### Exercise directions
The response should contain all of the records, copied exactly, and none of the images.

--------------------------------

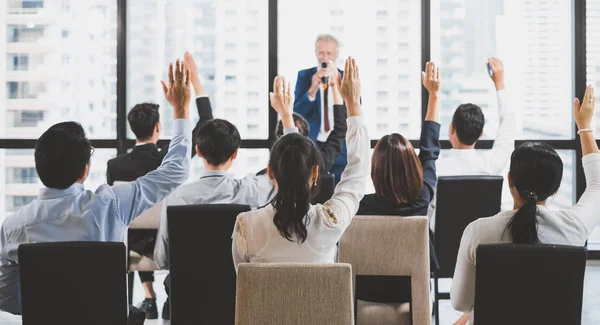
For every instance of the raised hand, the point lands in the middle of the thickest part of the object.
(194, 78)
(350, 87)
(178, 92)
(497, 76)
(431, 78)
(282, 98)
(584, 112)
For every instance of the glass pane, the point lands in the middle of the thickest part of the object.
(593, 54)
(533, 38)
(60, 64)
(229, 42)
(248, 162)
(385, 39)
(20, 184)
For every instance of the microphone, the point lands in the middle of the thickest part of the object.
(324, 80)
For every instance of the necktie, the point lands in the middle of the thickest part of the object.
(326, 109)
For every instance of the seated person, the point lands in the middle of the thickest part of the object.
(64, 211)
(144, 120)
(535, 175)
(467, 127)
(290, 229)
(404, 184)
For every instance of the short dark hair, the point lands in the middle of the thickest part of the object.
(217, 140)
(61, 154)
(468, 121)
(142, 120)
(299, 121)
(396, 170)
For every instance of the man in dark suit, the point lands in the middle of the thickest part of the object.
(314, 101)
(145, 157)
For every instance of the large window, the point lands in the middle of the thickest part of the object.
(59, 69)
(20, 184)
(219, 34)
(385, 39)
(532, 38)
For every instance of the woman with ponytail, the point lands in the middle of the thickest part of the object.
(290, 229)
(535, 175)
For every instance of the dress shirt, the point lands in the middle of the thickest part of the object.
(457, 162)
(570, 226)
(257, 240)
(75, 214)
(214, 187)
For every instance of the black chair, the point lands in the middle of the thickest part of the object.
(460, 201)
(529, 284)
(73, 283)
(326, 188)
(202, 275)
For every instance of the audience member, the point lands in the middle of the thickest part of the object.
(467, 127)
(404, 183)
(64, 211)
(290, 229)
(144, 120)
(535, 175)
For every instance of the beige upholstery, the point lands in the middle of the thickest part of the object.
(149, 219)
(390, 245)
(274, 294)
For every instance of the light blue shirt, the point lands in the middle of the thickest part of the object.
(75, 214)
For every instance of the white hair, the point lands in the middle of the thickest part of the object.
(328, 38)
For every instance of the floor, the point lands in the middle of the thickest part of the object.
(590, 315)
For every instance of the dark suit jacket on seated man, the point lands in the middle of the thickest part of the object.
(311, 102)
(65, 211)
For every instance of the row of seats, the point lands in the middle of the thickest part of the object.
(298, 293)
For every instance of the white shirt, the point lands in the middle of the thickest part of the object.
(322, 136)
(257, 240)
(570, 226)
(458, 162)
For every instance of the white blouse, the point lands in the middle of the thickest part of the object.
(257, 240)
(570, 226)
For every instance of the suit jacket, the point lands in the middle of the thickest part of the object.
(146, 158)
(311, 111)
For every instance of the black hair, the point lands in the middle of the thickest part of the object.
(142, 120)
(299, 121)
(468, 120)
(61, 154)
(536, 172)
(217, 140)
(292, 162)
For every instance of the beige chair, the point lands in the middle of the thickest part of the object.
(149, 219)
(274, 294)
(392, 246)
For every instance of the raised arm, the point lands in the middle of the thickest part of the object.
(504, 144)
(351, 189)
(586, 210)
(430, 131)
(135, 197)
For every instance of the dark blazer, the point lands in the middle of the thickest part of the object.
(372, 204)
(311, 111)
(145, 158)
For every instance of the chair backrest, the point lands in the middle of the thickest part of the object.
(529, 284)
(73, 283)
(294, 294)
(391, 246)
(460, 201)
(149, 219)
(326, 189)
(201, 266)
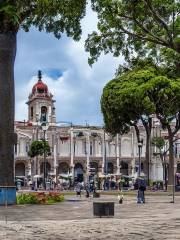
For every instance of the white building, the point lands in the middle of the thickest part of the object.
(76, 149)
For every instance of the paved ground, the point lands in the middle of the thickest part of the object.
(155, 220)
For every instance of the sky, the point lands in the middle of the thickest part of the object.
(76, 86)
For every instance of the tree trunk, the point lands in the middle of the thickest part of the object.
(7, 137)
(147, 157)
(171, 162)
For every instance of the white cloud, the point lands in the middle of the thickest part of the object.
(77, 92)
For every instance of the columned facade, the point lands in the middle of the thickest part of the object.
(76, 151)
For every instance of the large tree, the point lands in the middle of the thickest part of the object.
(52, 16)
(144, 27)
(144, 93)
(124, 106)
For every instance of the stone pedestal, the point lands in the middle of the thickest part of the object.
(7, 195)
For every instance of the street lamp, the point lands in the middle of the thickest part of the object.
(140, 144)
(44, 128)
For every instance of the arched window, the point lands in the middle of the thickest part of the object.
(63, 168)
(20, 169)
(78, 172)
(43, 114)
(48, 168)
(124, 168)
(110, 168)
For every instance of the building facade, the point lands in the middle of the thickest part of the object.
(76, 151)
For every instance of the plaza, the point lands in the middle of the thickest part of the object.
(156, 220)
(79, 151)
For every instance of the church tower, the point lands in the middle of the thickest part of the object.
(40, 103)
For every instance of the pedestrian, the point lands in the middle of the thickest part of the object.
(120, 198)
(78, 190)
(141, 190)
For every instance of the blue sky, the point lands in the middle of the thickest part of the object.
(76, 86)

--------------------------------

### Task result
For every instance of the raised hand, the point lands in the middle of the thickest part of the object.
(194, 78)
(350, 87)
(178, 92)
(497, 76)
(431, 78)
(282, 98)
(584, 112)
For every instance of the glass pane, the point lands in the middle of the thickest part of the object.
(593, 54)
(533, 38)
(60, 64)
(229, 42)
(248, 162)
(385, 39)
(20, 184)
For every instance of the microphone, the point lands in the middle of the thickest part of the object.
(324, 80)
For every instance of the necktie, the point lands in the middle of the thickest part of the object.
(326, 109)
For every instance of the seated person, the point lands in the middle of the thickest part of the object.
(64, 211)
(144, 120)
(535, 175)
(467, 127)
(290, 229)
(404, 184)
For every instance of the short dark hair, the point lands in the middle of the thickest part of the object.
(217, 140)
(61, 154)
(468, 121)
(142, 120)
(299, 121)
(396, 170)
For every instance of the man in dark suit, the point lands in the middle of the thickest part of the object.
(314, 101)
(145, 157)
For every instance of the large window, the point lands in the middle of the thickest part of the object.
(59, 69)
(20, 184)
(219, 34)
(385, 39)
(532, 38)
For every instance of the woman with ponytail, the point lands in the middle of the thickest part of the object.
(290, 229)
(535, 175)
For every instance of the dress shirt, the point lands in the middle of the thickest part of the object.
(457, 162)
(570, 226)
(257, 240)
(75, 214)
(214, 187)
For every instance of the black chair, the point lands in the middle of the thickest part of the object.
(460, 201)
(529, 284)
(73, 283)
(326, 188)
(202, 275)
For every instance of the audience member, the point lands in the middle of the thickest part of the object.
(467, 127)
(404, 183)
(64, 211)
(290, 229)
(144, 120)
(535, 175)
For every instance of the beige upholstery, the point lands in the middle of the thickest part of the object.
(149, 219)
(390, 245)
(274, 294)
For every instance of the light blue shirt, the point lands in the middle of the thickest part of the object.
(75, 214)
For every instance of the white hair, the point lands in the middle of the thickest part of the object.
(328, 38)
For every instance of the floor, the point lands in the middle of the thickest part of the object.
(590, 315)
For every instance of the dark suit jacket on seated man, the point lands in the middle of the thickest part of the object.
(311, 102)
(65, 211)
For every instance of the row of seats, the point lands in the middle of the thickest part of the object.
(298, 293)
For every instance of the white shirt, the point lands in the middle of the thickest part of the object.
(322, 136)
(257, 240)
(570, 226)
(458, 162)
For every instance of the white blouse, the point lands in the middle of the thickest part of the object.
(257, 240)
(570, 226)
For every instance of the suit jacket, the point lands in the middle of the thickest part of the object.
(146, 158)
(311, 111)
For every instance of the black hair, the point lands in the middle of the thickest part of the object.
(142, 120)
(299, 121)
(468, 120)
(61, 154)
(536, 172)
(217, 140)
(292, 162)
For every instance of the beige chair, the point lands in the middle of the thickest part of the object.
(149, 219)
(274, 294)
(392, 246)
For every instance of the raised arm, the point lands in the middle of the thickest part of the object.
(504, 144)
(351, 189)
(586, 210)
(430, 131)
(135, 197)
For every instance of the dark blazer, the point lands in the middle of the thickest part of the object.
(372, 204)
(311, 111)
(145, 158)
For every instance of the chair backrest, the point lands in the middle of the thickest part of the object.
(529, 284)
(73, 283)
(294, 294)
(391, 246)
(460, 201)
(149, 219)
(326, 189)
(201, 266)
For every instance of the white building, the point lands in the middle of the thickest part of the object.
(76, 149)
For every instance of the paved ground, the point lands in the middle of the thickest part of the object.
(155, 220)
For every instance of the sky, the point lands in the middle of the thickest part of the object.
(76, 86)
For every instance of the tree trunk, the point lands in the middle of the thickest part of the object.
(7, 137)
(147, 157)
(171, 162)
For every instance of the white cloud, the point lands in the middle of the thickest part of the object.
(77, 92)
For every instance of the columned facade, the point lands in the middle of the thickest part of the object.
(76, 151)
For every instance of the large tree, the point lands in the middle of the thickest part of the object.
(52, 16)
(144, 27)
(144, 93)
(124, 106)
For every instance of the stone pedestal, the point lands in the middle of the thickest part of the object.
(7, 195)
For every instance of the street lamp, the point lands in the middle of the thickest part of the object.
(140, 144)
(44, 128)
For every instance of the arched window, the point lands in the middle of the thickest part of the object.
(63, 168)
(20, 169)
(78, 172)
(43, 114)
(48, 168)
(124, 168)
(110, 168)
For every instance of the building facade, the point lands in the middle of the thickest part of the object.
(76, 151)
For every instance of the plaza, the point lands in the middle of the thickest part of the object.
(156, 220)
(79, 151)
For every instance of the church tower, the point lands in the middle of the thickest part of the object.
(40, 103)
For every instance of the pedestrian, the point lands in the middle of the thickest part of the object.
(120, 198)
(78, 190)
(141, 190)
For every instance of the blue sky, the point lands in the middle of the thickest part of the object.
(76, 86)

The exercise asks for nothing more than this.